In contrast, the Indian economy is relatively healthy even if India’s large corporations might not be. Unlike export-driven Asia & Latin America, India is mainly a domestic growth story. And unlike over-built over-invested China, India needs to build infrastructure and fuel greater growth. No country understands this better than China and that message was delivered by President Xi Jin Ping in his recent visit to India. This new Chinese attitude towards India is seen in China’s Asian-partnership message about India’s Mangal-yaan success:

  • This is pride of India and pride of Asia and also is a landmark progress in humankind’s exploration of outer space,” the Press Trust of India reported, citing China’s foreign ministry spokeswoman Hua Chunying. “So we congratulate India on that.”

For the first time in decades, China & India can be natural partners economically speaking – China is overbuilt & has lots of capital it needs to invest while India is vastly under-built and needs lots of capital to build its infrastructure. Japan gets this as well and that’s why there is now active competition between Japan & China to try to invest in India.

If Prime Minister Modi is able to do increase India’s infrastructure in roads, trains and ports, if he is able to achieve even 20% of what he plans, India’s growth rate will rise to a higher sustainable level thus bringing higher incomes to Indian consumers. American companies need to be in India today to be able to capitalize on that growth, growth which is very scarce in today’s world of unused capital and deflation risks. Smart American companies get it and that is why every American company that is in India is increasing its investment in India. Those who don’t are likely to miss the train.

There is tremendous potential in greater US-India trade and investment, value-added high-margin trade. But this is likely to be a partnership based trade in aerospace, high end manufacturing and research. Companies like Lockheed Martin, GE, Honeywell are poised to benefit long term from industrial expansion of the Indian economy. But that depends on the success of the strategic dialog that will take place between President Obama and Prime Minister Modi.

We are optimistic both because that’s our basic nature and because of the lucky sixth year of the Presidential cycle. The two years that raised America-India relationship to structurally higher levels were 1998 & 2006. As we described in our August 2014 article, both were pivotal years. President Clinton turned US-policy towards India in 1998, the sixth year of his presidency, and President Bush launched the United States and India Strategic Partnership in 2006, the sixth year of his presidency.

Today, as Ashley Tellis says, “the U.S.-Indian strategic partnership is in a rut“. But the air is full of optimism and hope. As Prime Minister Modi wrote in his Op-Ed in the Wall Street Journal:

  • A young nation with 800 million people under age 35, India is brimming with optimism and confidence.”

These are all-American words, words that have been expressed by American Presidents like JFK, Reagan, and all American Presidents in the early 1900s. We hope President Obama & the Congress of the United States reciprocate the optimism in India about a revived robust & rowdy America-India partnership.

Mary Kissel captured the change Mr. Modi is bringing to India in the Mangal-yaan Editorial Op-Ed in the Wall Street Journal:

  • What better symbol of a nation escaping socialism’s orbit than to fling a technological wonder past Earth’s gravitational pull?

It is our fervent hope that President Obama & Prime Minister Modi can push America-India relationship into a higher orbit and out of the gravitational pull of mutual recriminations & transactional rut of the past six years. After all, this is the lucky sixth year, isn’t it?

● ● ● ● ● ● ●

# WORK TASK 1:
According to the commentary, which two years raised the America-India relationship to structurally higher levels?
# WORK TASK 2:
Repeat the commentary's wording starting with "These are all-American" and going on through "year, isn’t it?".
# WORK TASK 3:
Condense the paragraph of the commentary beginning "If Prime Minister Modi is able" into a short bulleted list that keeps its main facts.

# RECORDED INFORMATION:
● ● ● ● ● ● ●

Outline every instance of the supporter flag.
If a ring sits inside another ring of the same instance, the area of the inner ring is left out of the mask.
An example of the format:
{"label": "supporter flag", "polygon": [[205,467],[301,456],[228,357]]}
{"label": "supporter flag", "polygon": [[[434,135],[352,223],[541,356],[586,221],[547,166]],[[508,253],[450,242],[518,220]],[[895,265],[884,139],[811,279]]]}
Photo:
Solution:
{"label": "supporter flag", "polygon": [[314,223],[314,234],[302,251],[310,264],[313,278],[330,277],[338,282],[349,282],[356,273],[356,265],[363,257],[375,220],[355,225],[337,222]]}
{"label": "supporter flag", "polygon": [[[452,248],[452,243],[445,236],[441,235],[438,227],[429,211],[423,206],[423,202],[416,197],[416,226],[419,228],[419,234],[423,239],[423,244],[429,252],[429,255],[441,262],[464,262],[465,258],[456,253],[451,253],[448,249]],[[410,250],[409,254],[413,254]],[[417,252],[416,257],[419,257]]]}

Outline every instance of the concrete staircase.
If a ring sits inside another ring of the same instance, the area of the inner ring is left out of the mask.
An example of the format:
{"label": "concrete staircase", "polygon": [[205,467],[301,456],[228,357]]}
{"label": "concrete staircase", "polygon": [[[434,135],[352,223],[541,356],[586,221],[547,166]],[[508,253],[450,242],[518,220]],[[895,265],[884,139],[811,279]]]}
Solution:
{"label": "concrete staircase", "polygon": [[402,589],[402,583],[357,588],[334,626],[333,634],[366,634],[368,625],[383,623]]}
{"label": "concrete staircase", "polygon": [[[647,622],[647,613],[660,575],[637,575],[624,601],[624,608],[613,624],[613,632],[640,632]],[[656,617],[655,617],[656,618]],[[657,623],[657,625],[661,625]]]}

● ● ● ● ● ● ●

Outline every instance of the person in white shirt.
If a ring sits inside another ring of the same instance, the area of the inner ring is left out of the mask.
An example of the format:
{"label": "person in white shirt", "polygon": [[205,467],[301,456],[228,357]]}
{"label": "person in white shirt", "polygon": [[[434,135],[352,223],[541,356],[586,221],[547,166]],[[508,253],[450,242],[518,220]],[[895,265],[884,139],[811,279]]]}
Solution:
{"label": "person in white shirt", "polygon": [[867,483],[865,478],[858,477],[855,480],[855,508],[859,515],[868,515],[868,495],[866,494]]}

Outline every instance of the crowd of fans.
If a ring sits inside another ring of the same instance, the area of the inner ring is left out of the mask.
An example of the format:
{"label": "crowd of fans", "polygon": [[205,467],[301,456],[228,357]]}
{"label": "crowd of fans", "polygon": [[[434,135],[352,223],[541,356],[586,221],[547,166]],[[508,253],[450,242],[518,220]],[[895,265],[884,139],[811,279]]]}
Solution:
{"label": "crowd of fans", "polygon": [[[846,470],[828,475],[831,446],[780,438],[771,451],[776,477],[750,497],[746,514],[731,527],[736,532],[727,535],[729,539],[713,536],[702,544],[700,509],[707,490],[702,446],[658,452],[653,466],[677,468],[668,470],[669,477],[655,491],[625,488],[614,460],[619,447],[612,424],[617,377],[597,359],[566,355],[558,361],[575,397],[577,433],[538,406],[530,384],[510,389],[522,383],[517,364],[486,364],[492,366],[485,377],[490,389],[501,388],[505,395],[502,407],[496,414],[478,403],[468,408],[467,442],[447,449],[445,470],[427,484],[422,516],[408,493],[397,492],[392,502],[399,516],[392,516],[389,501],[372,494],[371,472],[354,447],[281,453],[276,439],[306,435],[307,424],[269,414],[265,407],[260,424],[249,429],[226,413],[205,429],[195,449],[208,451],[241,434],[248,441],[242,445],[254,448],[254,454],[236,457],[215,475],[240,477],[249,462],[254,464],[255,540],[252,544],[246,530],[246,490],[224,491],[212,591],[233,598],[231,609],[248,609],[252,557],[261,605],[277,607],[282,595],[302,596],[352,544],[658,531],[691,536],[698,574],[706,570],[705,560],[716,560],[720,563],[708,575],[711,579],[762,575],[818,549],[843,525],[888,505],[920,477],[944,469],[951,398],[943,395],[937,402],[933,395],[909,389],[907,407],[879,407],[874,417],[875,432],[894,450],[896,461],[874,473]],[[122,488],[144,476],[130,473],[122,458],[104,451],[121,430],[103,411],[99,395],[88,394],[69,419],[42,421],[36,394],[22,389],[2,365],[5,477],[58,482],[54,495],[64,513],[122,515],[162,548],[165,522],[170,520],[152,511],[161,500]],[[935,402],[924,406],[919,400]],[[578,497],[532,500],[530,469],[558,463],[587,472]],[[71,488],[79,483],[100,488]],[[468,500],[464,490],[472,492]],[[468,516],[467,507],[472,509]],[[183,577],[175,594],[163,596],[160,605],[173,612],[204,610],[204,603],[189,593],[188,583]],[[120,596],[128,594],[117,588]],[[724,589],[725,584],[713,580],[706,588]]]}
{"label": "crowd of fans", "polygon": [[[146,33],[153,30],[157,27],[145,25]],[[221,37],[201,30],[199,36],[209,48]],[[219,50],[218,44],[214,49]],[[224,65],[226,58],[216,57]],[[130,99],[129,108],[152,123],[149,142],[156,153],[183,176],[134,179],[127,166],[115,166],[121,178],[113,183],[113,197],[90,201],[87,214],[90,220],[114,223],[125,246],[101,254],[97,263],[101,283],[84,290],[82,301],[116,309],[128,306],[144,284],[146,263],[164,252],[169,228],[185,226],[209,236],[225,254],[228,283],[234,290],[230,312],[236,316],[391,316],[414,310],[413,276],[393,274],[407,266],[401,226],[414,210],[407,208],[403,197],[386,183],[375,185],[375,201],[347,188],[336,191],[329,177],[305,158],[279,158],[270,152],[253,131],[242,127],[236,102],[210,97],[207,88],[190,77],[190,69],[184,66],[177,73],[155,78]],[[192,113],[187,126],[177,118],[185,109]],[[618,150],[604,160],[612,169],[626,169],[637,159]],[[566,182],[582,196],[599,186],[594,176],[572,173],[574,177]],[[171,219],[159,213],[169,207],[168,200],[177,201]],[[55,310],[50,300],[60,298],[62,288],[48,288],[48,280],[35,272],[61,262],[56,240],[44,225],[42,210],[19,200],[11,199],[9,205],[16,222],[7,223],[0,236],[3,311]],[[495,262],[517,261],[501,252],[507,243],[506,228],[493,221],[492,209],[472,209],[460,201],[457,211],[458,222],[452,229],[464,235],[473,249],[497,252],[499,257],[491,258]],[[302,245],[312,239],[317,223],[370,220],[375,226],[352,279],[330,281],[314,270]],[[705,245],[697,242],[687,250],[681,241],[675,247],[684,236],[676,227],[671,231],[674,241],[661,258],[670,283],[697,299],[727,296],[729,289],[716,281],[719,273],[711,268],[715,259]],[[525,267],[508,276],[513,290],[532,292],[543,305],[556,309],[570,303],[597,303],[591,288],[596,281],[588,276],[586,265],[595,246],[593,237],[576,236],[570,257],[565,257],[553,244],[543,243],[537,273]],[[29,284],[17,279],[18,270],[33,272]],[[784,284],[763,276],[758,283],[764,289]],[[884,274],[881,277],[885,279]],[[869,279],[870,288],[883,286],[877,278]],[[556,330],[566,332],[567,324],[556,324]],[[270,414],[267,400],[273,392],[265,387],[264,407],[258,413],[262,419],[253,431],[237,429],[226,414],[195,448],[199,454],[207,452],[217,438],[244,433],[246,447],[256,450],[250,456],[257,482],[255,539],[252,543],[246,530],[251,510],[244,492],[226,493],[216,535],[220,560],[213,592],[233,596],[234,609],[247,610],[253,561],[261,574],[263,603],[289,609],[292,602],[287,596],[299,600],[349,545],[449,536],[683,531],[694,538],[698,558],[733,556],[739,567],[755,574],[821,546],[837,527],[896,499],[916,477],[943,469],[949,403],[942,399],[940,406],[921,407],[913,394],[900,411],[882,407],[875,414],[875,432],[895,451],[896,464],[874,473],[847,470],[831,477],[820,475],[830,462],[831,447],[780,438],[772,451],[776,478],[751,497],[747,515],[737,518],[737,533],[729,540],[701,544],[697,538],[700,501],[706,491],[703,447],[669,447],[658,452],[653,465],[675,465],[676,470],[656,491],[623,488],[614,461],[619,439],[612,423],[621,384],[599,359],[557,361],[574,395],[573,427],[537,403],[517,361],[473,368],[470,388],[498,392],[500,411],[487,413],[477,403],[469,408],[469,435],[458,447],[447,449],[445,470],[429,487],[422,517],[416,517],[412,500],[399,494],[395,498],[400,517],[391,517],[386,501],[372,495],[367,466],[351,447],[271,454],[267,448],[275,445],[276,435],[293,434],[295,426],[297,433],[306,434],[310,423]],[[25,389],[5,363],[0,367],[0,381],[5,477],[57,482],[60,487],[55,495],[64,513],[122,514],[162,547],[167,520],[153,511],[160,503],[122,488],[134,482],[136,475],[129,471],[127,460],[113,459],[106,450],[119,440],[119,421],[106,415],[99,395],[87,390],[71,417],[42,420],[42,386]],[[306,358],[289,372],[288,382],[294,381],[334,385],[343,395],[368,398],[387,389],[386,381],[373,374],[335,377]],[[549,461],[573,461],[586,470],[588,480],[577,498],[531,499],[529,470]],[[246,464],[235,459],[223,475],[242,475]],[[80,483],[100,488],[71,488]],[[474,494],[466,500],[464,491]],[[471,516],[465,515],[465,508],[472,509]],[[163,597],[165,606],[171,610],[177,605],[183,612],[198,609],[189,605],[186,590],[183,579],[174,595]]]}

● ● ● ● ● ● ●

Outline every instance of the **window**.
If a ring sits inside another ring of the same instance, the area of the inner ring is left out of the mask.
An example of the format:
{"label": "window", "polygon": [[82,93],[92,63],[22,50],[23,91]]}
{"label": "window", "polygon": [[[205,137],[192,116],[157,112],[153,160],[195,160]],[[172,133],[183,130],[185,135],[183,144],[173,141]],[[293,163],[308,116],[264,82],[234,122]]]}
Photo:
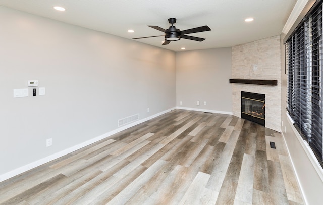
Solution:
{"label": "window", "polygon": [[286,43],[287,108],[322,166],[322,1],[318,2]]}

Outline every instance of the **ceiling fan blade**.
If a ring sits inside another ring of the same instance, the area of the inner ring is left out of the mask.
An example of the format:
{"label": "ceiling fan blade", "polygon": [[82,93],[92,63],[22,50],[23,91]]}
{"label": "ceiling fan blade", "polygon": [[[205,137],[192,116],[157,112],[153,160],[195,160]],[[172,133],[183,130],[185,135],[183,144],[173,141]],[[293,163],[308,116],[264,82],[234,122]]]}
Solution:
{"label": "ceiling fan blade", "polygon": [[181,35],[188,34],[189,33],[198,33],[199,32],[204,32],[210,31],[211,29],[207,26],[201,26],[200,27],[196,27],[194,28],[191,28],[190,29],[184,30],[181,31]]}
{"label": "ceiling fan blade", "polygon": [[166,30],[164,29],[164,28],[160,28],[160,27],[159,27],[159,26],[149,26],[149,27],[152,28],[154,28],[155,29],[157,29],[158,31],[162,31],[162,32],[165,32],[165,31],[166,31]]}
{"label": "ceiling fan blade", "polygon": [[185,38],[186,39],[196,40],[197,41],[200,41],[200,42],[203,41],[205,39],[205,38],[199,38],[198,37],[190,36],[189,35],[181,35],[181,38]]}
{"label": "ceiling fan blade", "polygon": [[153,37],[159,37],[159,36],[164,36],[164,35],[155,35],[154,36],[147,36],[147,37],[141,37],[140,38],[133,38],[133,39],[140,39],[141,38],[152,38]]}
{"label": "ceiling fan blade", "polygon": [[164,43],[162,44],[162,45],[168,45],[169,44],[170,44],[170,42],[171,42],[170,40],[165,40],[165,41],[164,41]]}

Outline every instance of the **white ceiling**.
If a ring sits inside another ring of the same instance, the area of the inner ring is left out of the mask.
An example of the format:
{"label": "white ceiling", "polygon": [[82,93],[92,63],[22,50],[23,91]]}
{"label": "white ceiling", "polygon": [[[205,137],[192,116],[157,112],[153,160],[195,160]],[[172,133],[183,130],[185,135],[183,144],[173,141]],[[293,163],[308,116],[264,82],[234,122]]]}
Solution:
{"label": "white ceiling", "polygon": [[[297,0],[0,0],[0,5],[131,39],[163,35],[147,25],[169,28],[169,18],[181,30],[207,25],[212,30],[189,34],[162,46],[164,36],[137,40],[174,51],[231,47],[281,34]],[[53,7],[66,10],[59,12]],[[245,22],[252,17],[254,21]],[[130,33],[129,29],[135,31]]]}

● ● ● ● ● ● ●

# EXPECTED OUTPUT 1:
1998 and 2006.

# EXPECTED OUTPUT 2:
These are all-American words, words that have been expressed by American Presidents like JFK, Reagan, and all American Presidents in the early 1900s. We hope President Obama & the Congress of the United States reciprocate the optimism in India about a revived robust & rowdy America-India partnership.

Mary Kissel captured the change Mr. Modi is bringing to India in the Mangal-yaan Editorial Op-Ed in the Wall Street Journal:

  • What better symbol of a nation escaping socialism’s orbit than to fling a technological wonder past Earth’s gravitational pull?

It is our fervent hope that President Obama & Prime Minister Modi can push America-India relationship into a higher orbit and out of the gravitational pull of mutual recriminations & transactional rut of the past six years. After all, this is the lucky sixth year, isn’t it?

# EXPECTED OUTPUT 3:
- If Prime Minister Modi increases India's infrastructure in roads, trains and ports, achieving even 20% of his plans, India's growth rate will rise to a higher sustainable level and bring higher incomes to Indian consumers.
- American companies need to be in India today to capitalize on that growth, which is scarce in a world of unused capital and deflation risks.
- Every American company in India is increasing its investment there, and those that don't are likely to miss the train.